## EXERCISE
After finding the line that contains "Surveillance review: pinpoint the apple flesh" in the entries below, retype it and every following line precisely, the last included.

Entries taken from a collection

★ ★ ★ ★ ★

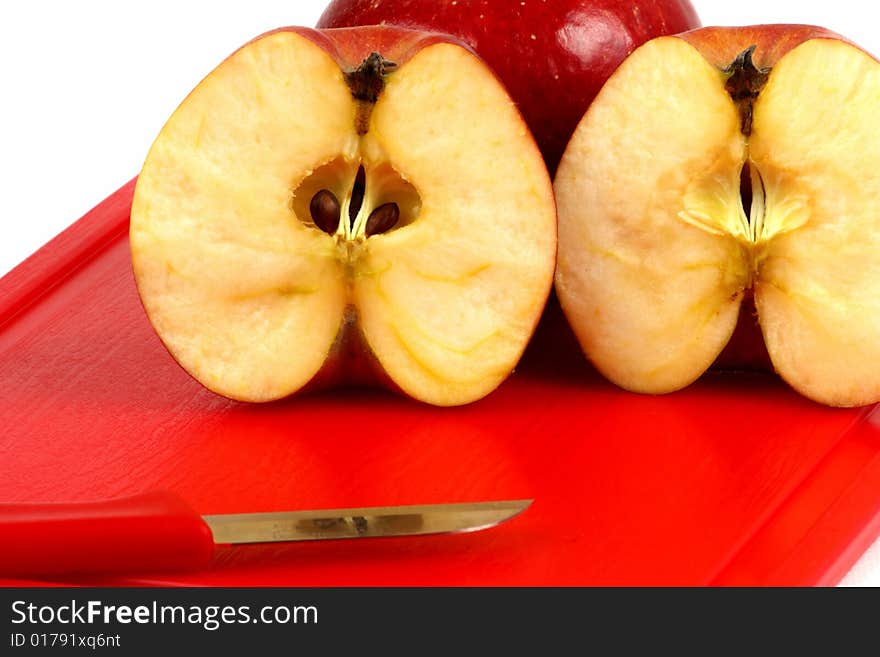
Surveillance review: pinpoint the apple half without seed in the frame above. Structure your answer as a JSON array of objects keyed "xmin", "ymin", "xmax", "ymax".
[
  {"xmin": 130, "ymin": 26, "xmax": 557, "ymax": 406},
  {"xmin": 554, "ymin": 25, "xmax": 880, "ymax": 407}
]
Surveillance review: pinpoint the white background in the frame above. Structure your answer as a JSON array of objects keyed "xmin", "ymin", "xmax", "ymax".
[{"xmin": 1, "ymin": 1, "xmax": 879, "ymax": 585}]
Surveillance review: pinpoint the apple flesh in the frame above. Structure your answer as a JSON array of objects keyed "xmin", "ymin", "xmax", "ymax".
[
  {"xmin": 554, "ymin": 25, "xmax": 880, "ymax": 407},
  {"xmin": 317, "ymin": 0, "xmax": 700, "ymax": 174},
  {"xmin": 130, "ymin": 26, "xmax": 557, "ymax": 406}
]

★ ★ ★ ★ ★

## SOLVED EXERCISE
Surveillance review: pinpoint the apple flesh in the frame above. Structure your answer as a JSON array of objects keyed "xmin", "ymin", "xmax", "ymax".
[
  {"xmin": 554, "ymin": 25, "xmax": 880, "ymax": 407},
  {"xmin": 317, "ymin": 0, "xmax": 700, "ymax": 174},
  {"xmin": 130, "ymin": 26, "xmax": 557, "ymax": 406}
]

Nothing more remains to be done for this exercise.